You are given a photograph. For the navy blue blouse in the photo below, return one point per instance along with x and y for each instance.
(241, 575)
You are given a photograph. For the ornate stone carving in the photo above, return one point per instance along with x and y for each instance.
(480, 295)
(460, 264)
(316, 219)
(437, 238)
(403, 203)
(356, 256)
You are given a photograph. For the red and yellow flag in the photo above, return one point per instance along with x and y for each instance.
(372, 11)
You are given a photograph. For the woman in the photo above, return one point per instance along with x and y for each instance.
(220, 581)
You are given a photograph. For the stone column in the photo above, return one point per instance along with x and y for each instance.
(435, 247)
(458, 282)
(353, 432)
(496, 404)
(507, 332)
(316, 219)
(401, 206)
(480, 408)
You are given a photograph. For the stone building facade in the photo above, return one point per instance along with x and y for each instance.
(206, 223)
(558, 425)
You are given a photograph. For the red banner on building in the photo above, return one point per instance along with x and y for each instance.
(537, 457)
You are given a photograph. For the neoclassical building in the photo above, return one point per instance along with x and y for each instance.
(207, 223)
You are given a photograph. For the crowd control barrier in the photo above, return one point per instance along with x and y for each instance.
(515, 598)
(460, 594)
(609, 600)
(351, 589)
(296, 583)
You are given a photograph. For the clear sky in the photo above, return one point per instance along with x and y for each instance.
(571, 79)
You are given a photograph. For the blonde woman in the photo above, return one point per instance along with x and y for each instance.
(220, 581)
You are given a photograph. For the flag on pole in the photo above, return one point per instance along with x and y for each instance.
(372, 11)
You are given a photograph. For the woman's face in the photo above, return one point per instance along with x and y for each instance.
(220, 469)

────────────────────

# AIM
Recast the records above as a two-column CSV with the header columns "prompt" and "points", one row per record. Put each record's text and its answer in a single quoted field, and replace line breaks with spaces.

# COMPLETE ANSWER
prompt,points
"You are given a photograph. For the navy blue blouse in the photo below, return one point per instance along with x and y for each instance.","(241, 575)"
"You are given a photograph. For the ornate stone carving in the photo above, return one point per instance along with x and y for each instance.","(480, 295) (460, 264) (316, 219) (437, 238) (403, 203) (356, 256)"
"You are given a photograph. For the red and yellow flag in the photo above, return one point per instance along with x and y for each instance.","(372, 11)"
"You are given a photograph. For the woman in the photo above, return one point per instance along with x and y for each instance.","(220, 581)"
"You are given a photograph. For the stone column in the photo above, return one point per instance along with x and y for each instance.","(435, 247) (458, 282) (353, 432) (496, 404) (507, 332) (316, 219) (401, 206) (480, 408)"
"You are given a photograph. For the stone building facade in the photo above, return one point per instance along with x and y for each instance.","(206, 223) (558, 425)"
"You are given a photograph. For the red banner on building in the photo above, return one point per instance along with x and y for each instance.","(537, 457)"
"You are given a photograph. For the neoclassical building in the photo above, return one point per instance along with x and y for each instance.","(207, 223)"
"You are given a photograph. For the crowd control barrier in the photo above, return one point per instance along with x and y for each instance.","(515, 598) (460, 594) (609, 600) (351, 589) (296, 583)"
"You are given a photograph. For the clear sky in the photo above, return one point per instance along with x and y for each instance.","(571, 79)"
"You are given a photograph. For the blonde woman in the photo above, return one point per instance along with x and y for each instance.","(220, 581)"
"You are given a photograph. For the flag on pole in the photo above, return one point per instance along with x and y for each instance.","(372, 11)"
"You are given a photograph. For the woman's face in the photo above, return one point per instance along with x and y for each instance.","(220, 469)"